# Setting up dependencies using a virtual environment
When you clone this repository, you will have access to a 'requirements-clean.txt' file. In your terminal, set up a virtual-env and install all the requirements using 'pip install requirements-clean.txt' as per usual. If you are unfamiliar with this process, read [this](https://packaging.python.org/guides/installing-using-pip-and-virtual-environments/) article.

To add this virtual-env in this Jupyter Notebook, use the instructions linked [here](https://janakiev.com/blog/jupyter-virtual-envs/), specifically the section entitled 'Add Virtual Environment to Jupyter Notebook.'

# Purpose of this tutorial
This notebook walks you through the implementation of the wrapper code to train Pokemon teams for battle using keras-rl2 agents. 

**What is wrapper code?**
Well, wrapper code is used here to coordinate between the keras-rl2 library, which contains implementations of several key reinforcement learning algorithms, and the Pokemon Showdown environment. It enables us to train agents which play in the Pokemon Showdown environment using agents from keras-rl2.

# Now we begin!
The first thing we do is to import nest_asyncio and to apply it. You need not worry too much about how this library works, except to know that Jupyter notebooks execute an event loop, but the code we are running also utilizes an event loop in the backend, so we require this library to allow two event loops.

In [1]:
import nest_asyncio 
nest_asyncio.apply()

Next, we store the type of agent we would like to use in this notebook in the variable 'model_type', so that we can check this variable later in the notebook before declaring the relevant model (DQN vs SARSA vs CEM). You must restart the kernel every time you want to begin training again.

The `FROZEN_MODEL_NAME` should be declared based on the frozen model that you would like to use as an opponent. This can be different from your training agent. For example, my opponent may be a dqn whilst training a CEM agent. If you do not yet have a frozen model opponent, you do not need to declare the `FROZEN_MODEL_NAME`. Just switch `FROZEN_MODEL_PRESENT` to **`False`**.

In [2]:
model_type = "DQN" # options = DQN, CEM, SARSA
FROZEN_MODEL_PRESENT = True
FROZEN_MODEL_NAME = "CEM" # options = DQN, CEM, SARSA
NB_STEPS_WARMUP = 1000


For clarity, lets walk through each of the imports in the cell below. 

# General Libraries
*numpy*: this is a common library used to manipulate arrays & perform array-wise operations etc.
*tensorflow*: this is the library we use to train deep neural networks. We will perform deep reinforcement learning (not just reinforcement learning), so we require this library.
*pandas*: this is a common library used to manipulate tables & dataframes.

# poke-env imports
 These imports help us to correspond with the Pokemon Showdown environment. 
 
*PlayerConfiguration*: a class that allows us to store simple attributes such as player username and password.
*LocalhostServerConfiguration*: specifies which localhost we are using to specify our Pokemon-Showdown server. We can also use the main Pokemon-Showdown server (remote) but this would be increasing the burden on the main server which many people are using, so this is highly discouraged

There exists a base class called Player, from which Gen7EnvSinglePlayer, RandomPlayer and FrozenRLPlayer each inherit.

▶ Given records:
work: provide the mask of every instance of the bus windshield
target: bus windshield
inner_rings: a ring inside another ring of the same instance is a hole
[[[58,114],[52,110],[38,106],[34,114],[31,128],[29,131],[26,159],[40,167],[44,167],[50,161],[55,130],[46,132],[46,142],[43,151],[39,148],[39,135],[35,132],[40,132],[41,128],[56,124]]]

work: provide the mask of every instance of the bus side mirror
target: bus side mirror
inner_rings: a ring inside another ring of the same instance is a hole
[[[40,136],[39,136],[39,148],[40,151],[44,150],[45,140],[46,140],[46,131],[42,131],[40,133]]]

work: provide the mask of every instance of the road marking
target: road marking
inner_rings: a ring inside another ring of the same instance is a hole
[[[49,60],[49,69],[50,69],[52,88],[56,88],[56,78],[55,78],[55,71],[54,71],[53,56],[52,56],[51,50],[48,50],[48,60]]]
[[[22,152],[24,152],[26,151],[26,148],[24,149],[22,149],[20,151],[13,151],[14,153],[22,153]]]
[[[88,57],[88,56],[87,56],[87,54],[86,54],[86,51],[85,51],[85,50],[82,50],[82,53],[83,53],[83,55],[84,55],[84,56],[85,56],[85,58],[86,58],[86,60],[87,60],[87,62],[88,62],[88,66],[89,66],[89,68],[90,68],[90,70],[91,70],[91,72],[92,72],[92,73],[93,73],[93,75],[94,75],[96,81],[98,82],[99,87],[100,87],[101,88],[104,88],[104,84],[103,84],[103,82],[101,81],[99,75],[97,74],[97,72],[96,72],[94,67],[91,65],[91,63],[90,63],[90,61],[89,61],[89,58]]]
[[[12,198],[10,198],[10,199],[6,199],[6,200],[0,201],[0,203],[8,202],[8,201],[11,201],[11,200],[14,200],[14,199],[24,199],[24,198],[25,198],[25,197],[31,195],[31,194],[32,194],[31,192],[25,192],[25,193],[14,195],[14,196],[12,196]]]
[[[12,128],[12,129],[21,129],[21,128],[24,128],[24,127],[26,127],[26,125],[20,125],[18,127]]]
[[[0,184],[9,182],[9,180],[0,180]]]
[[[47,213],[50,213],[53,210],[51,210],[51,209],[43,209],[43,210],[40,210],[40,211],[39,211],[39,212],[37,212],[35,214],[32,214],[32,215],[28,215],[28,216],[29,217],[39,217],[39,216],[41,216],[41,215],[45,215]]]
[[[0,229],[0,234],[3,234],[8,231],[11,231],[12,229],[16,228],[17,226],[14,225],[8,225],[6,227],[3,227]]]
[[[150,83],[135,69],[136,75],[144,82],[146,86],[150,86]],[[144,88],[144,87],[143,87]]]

▶ Set task 1:
In the listing, switch "road marking" to "lane line" from the line with "work: provide the mask of every instance of the road" to the line with "[[[0,184],[9,182],[9,180],[0,180]]]", and return only those lines with nothing else altered.
▶ Set task 2:
Resume the tutorial on training Pokemon battle agents with keras-rl2, continuing after its final sentence.

▶ Exercise answer 1:
work: provide the mask of every instance of the lane line
target: lane line
inner_rings: a ring inside another ring of the same instance is a hole
[[[49,60],[49,69],[50,69],[52,88],[56,88],[56,78],[55,78],[55,71],[54,71],[53,56],[52,56],[51,50],[48,50],[48,60]]]
[[[22,152],[24,152],[26,151],[26,148],[24,149],[22,149],[20,151],[13,151],[14,153],[22,153]]]
[[[88,57],[88,56],[87,56],[87,54],[86,54],[86,51],[85,51],[85,50],[82,50],[82,53],[83,53],[83,55],[84,55],[84,56],[85,56],[85,58],[86,58],[86,60],[87,60],[87,62],[88,62],[88,66],[89,66],[89,68],[90,68],[90,70],[91,70],[91,72],[92,72],[92,73],[93,73],[93,75],[94,75],[96,81],[98,82],[99,87],[100,87],[101,88],[104,88],[104,84],[103,84],[103,82],[101,81],[99,75],[97,74],[97,72],[96,72],[94,67],[91,65],[91,63],[90,63],[90,61],[89,61],[89,58]]]
[[[12,198],[10,198],[10,199],[6,199],[6,200],[0,201],[0,203],[8,202],[8,201],[11,201],[11,200],[14,200],[14,199],[24,199],[24,198],[25,198],[25,197],[31,195],[31,194],[32,194],[31,192],[25,192],[25,193],[14,195],[14,196],[12,196]]]
[[[12,128],[12,129],[21,129],[21,128],[24,128],[24,127],[26,127],[26,125],[20,125],[18,127]]]
[[[0,184],[9,182],[9,180],[0,180]]]

▶ Exercise answer 2:
*Gen7EnvSinglePlayer*: this is the class that will be the parent of our reinforcement learning agent class(later declared as SimpleRLPlayer that we will be using for training. It enables us to start battles on the Pokemon Showdown environment, update our neural network etc.

*RandomPlayer*: this is the class that will define players that take completely random moves at each step. It also functions as the parent of the MaxDamagePlayer class. The MaxDamagePlayer will take the move which causes **maximum** damage based on the base power of the move. This is not necessarily the best move in the long-term. Both RandomPlayer and MaxDamagePlayer are used as opponents to our SimpleRLPlayer during training.

*FrozenRLPlayer*: Similar to RandomPlayer and MaxDamagePlayer, this player is used as an opponent to the SimpleRLPlayer during training. The FrozenRLPlayer is initialized using a pre-trained RL agent from a previous iteration of training the SimpleRLPlayer. Using this FrozenRLPlayer we can include some self-play in our implementation.

# keras-rl imports
These imports help us to correspond with keras-rl2 agents.

*CEMAgent*, *DQNAgent*, *SARSAAgent*: These are self-explanatorily imports of each of the respective RL agents that we utilize. 

*rl.policy imports*: These help us to import different policies for our agents to follow. For example, an epsilon greedy policy means that our agent chooses the move that has the highest value, but chooses a random move with probability epsilon, to aid in exploration (vs the pure exploitation that would be undertaken by a greedy policy). The linear annealment allows us to decay epsilon (erring towards exploitation later in training).

*rl.memory imports*: These help us to import different types of memory. For example, ddqn and sarsa use sequential memory, whilst cem uses episode parameter memory.


# tensorflow imports
The *tensorflow.keras* imports are self-explanatory for anyone who has used tensorflow. We are importing the different types of layers, models and optimizers. [Here](https://towardsdatascience.com/introduction-to-deep-learning-with-keras-17c09e4f0eb2) is a nice intro to keras, for those unfamiliar with it!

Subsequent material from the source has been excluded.